Records provided:
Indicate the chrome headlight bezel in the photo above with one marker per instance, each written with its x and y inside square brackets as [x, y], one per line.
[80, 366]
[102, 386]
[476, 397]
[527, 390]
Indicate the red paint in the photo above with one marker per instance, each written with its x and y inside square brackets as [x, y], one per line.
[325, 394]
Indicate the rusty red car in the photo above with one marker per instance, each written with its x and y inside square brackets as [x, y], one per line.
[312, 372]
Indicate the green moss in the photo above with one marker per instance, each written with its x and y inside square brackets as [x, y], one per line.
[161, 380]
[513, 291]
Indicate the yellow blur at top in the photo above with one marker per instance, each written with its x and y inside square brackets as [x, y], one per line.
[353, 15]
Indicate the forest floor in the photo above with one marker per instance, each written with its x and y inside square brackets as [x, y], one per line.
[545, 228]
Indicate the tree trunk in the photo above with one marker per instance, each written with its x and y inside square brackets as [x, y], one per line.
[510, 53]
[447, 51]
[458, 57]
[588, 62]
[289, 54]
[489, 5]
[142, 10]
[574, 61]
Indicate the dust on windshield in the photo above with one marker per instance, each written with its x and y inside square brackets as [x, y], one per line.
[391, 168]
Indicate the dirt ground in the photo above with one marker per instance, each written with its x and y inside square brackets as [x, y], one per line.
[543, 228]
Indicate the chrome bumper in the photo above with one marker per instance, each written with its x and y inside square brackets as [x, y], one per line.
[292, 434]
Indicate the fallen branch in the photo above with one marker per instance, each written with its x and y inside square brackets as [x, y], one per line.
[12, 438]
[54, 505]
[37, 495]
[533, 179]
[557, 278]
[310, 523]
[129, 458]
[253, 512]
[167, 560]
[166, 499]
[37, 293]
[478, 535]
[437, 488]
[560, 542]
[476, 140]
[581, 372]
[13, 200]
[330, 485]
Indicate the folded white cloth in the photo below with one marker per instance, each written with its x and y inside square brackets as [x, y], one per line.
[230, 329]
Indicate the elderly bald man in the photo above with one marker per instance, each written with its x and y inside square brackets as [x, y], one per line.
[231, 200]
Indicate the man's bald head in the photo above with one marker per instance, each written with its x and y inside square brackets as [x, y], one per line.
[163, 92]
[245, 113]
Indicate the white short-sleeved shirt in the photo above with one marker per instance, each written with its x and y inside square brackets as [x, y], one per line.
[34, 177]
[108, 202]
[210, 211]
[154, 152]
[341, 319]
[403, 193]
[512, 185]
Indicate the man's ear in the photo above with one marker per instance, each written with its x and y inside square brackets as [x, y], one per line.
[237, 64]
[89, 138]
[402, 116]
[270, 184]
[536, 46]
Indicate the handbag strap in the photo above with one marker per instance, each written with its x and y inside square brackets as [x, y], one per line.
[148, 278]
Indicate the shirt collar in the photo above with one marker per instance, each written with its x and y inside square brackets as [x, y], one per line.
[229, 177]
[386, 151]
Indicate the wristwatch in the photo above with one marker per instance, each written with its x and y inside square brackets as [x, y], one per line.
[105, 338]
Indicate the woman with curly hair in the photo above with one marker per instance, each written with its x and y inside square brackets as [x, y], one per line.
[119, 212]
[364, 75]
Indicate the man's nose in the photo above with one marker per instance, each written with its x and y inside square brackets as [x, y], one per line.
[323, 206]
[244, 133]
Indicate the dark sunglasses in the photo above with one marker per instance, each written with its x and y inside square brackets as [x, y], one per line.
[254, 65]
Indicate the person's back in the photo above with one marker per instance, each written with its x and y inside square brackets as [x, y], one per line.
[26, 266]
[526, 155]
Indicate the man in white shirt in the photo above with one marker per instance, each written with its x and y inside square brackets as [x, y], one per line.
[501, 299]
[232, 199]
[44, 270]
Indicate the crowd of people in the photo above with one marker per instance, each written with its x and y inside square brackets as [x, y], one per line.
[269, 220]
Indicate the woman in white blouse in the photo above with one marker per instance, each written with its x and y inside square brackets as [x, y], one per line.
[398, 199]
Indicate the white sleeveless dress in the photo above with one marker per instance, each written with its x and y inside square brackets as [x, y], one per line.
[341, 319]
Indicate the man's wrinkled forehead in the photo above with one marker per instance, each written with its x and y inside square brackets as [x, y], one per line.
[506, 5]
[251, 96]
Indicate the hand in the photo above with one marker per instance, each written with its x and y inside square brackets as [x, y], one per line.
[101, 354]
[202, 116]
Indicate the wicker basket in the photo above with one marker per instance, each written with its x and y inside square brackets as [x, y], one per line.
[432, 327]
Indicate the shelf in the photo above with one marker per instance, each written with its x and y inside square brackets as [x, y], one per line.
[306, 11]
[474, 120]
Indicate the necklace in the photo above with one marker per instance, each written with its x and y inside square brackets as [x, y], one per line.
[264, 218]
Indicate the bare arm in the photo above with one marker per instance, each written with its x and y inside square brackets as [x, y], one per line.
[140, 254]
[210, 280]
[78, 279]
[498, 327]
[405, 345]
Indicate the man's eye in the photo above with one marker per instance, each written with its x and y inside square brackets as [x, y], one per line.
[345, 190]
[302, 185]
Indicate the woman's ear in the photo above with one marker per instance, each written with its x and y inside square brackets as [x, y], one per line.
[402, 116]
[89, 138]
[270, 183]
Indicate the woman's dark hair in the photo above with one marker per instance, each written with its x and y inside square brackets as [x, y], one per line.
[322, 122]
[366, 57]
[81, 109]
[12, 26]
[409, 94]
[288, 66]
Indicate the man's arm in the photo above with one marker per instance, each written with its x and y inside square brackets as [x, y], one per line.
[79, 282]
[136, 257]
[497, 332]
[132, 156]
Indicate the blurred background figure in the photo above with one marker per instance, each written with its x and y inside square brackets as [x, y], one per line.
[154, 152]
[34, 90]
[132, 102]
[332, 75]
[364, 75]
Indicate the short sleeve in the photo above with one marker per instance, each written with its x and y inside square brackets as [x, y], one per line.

Required work:
Quote every entry exactly.

Written reply:
Indicate the chrome headlight bezel in the photo above with one marker per instance, each written with its x and y inside square brackets as [x, y], one per line.
[80, 366]
[102, 386]
[476, 397]
[527, 390]
Indicate the red paint in the photo above with one marker per instance, each written with its x and y inside square brackets as [x, y], one per line.
[325, 394]
Indicate the rusty red car in the photo above with one marker per instance, each written with its x and y inside square brackets as [x, y], one per line.
[312, 372]
Indicate the green moss in the photo above with one marker per instance, each written with its x and y inside square brackets as [x, y], one per line.
[161, 380]
[513, 291]
Indicate the yellow blur at top in the photo above with one marker per instance, each written with its x and y inside square brackets as [x, y], one per line.
[353, 15]
Indicate the forest floor in the photo above with one marker per instance, each written with its x and y inside square brackets as [x, y], one per line.
[545, 228]
Indicate the tree trunk in the photo above with one marker per instance, each written with its x and y inside square brackets as [x, y], one per line.
[510, 53]
[447, 51]
[458, 57]
[588, 62]
[289, 54]
[489, 5]
[142, 10]
[574, 61]
Indicate the dust on windshield in the photo above with one marker per instance, each written with its x and y inside square brackets as [x, y], one per line.
[391, 168]
Indicate the dirt ground in the photo above with one marker per instance, each written with its x and y inside square brackets as [x, y], one per line.
[543, 228]
Indicate the chrome bumper in the photo above with one marker per instance, each written with its x and y inside square brackets as [x, y], one per line.
[292, 434]
Indicate the fallen branch in the photo above with one marker per instance, each written with its x and y inside square brackets as [x, y], one per line.
[12, 438]
[54, 505]
[37, 495]
[533, 179]
[557, 278]
[310, 523]
[129, 458]
[253, 512]
[167, 560]
[166, 499]
[37, 293]
[478, 535]
[437, 488]
[560, 542]
[476, 140]
[581, 372]
[13, 200]
[330, 485]
Indicate the folded white cloth in the photo below with one marker per instance, each written with its x and y inside square brackets as [x, y], one per line.
[230, 329]
Indicate the elderly bald man in the photo above with one marker per instance, each written with its x and y inside square brackets as [x, y], one per line.
[231, 200]
Indicate the man's bald head in the photo above with one marker per instance, each written with its x and y inside square brackets as [x, y], one per line.
[163, 92]
[245, 113]
Indicate the white short-sleeved shirt in the photo above with one marker per instance, each written with its x and y inside square brackets as [x, y], one per line.
[34, 177]
[108, 202]
[210, 211]
[154, 152]
[341, 319]
[403, 193]
[512, 185]
Indicate the man's ear in the photo above with one marker per instance, each written with its x and y inside square brackets as [x, y], one per line.
[237, 64]
[89, 138]
[402, 116]
[270, 184]
[536, 46]
Indicate the handbag strap in the photo above with one marker per instance, each written with its x and y inside square brackets as [x, y], one per line.
[148, 278]
Indicate the shirt collar in the photo above with one marker per instance, each written with its x and y inside square brackets as [x, y], one per line.
[229, 177]
[386, 151]
Indicate the wristwatch in the photo above with one marker per instance, each written with its x and y inside square brackets as [x, y], one per line.
[105, 338]
Indicate the woman with curly hair in the photo above with one marker per instance, each written with its x and y inside square brackets as [x, y], one per line.
[119, 212]
[364, 75]
Indicate the man's nose in the photo above with one marker per instance, each written with its x and y inside square brackets as [x, y], one per line.
[323, 206]
[244, 133]
Indicate the dark sunglasses in the photo above with one marker per instance, each written with its x and y inside square brackets as [x, y], one per line.
[254, 65]
Indicate the person's back in the photo above with one marker per instance, each written with its x and y inside square brackets as [x, y], one per line.
[26, 266]
[526, 155]
Indicate the man in white shirt in the photo above with one marker per instance, each written with its x and y inside square brackets as [x, y], one per line.
[501, 299]
[232, 199]
[44, 270]
Indicate the crowd of people in the photo above with one marker per instance, each written with its x and y inside square brackets as [x, y], one per line.
[269, 220]
Indicate the woman in white blouse in the photo above with one marker per instance, each written with its x and y inside square brackets as [x, y], one per line.
[398, 199]
Indicate the white sleeveless dress in the photo above with one marker per instance, each written with its x and y inside square brackets as [x, y], one per line.
[341, 319]
Indicate the man's wrinkled forehead in the photo above with one marker per instance, each written with its x and y inside square brackets as [x, y], one per line.
[506, 5]
[251, 96]
Indicate the hand in the photo above with one marker per instance, each written with its x and y inside square brackets as [x, y], one per line.
[101, 354]
[202, 116]
Indicate the wicker basket in the photo above with one marker per instance, each written with its x and y inside square brackets as [x, y], one per line.
[432, 327]
Indicate the shelf in the photo above with one marker per instance, each written with its x and y inside square brackets as [x, y], one per line.
[306, 11]
[474, 120]
Indicate the necklace in the photo above with one marker per instance, each written with its x and y inside square brackets as [x, y], one per line.
[264, 218]
Indicate the bare arm in the photo above with one marker per instance, each written with its x and y inside square brackets as [x, y], one per line.
[140, 254]
[210, 280]
[78, 279]
[498, 327]
[405, 345]
Indicate the man's eye in the photo above with one marker per instance, each written with its x and y inside square brackets as [x, y], one per line.
[345, 190]
[302, 185]
Indicate the woman's ear in the photo above with one marker per instance, each written with its x and y inside square brackets as [x, y], one per line.
[402, 116]
[89, 138]
[270, 183]
Indicate the woman's dark hair in the photo above with one marker per instance, each written with its x and y inside square brackets as [x, y], one per line.
[322, 122]
[366, 57]
[81, 109]
[12, 26]
[409, 94]
[288, 66]
Indicate the man's arm in the photo above with one marker per instance, each written with its x and y inside square brackets as [x, y], one per line.
[79, 282]
[136, 257]
[497, 332]
[132, 156]
Indicate the blurred background figure in the photo above with one marker per instance, each written with its x and y inside square brackets as [x, y], one per line.
[154, 152]
[34, 90]
[132, 102]
[332, 75]
[364, 75]
Indicate the short sleeve in the photo above with one marker per instance, each written with its x and y inside square brackets as [x, y], one per line.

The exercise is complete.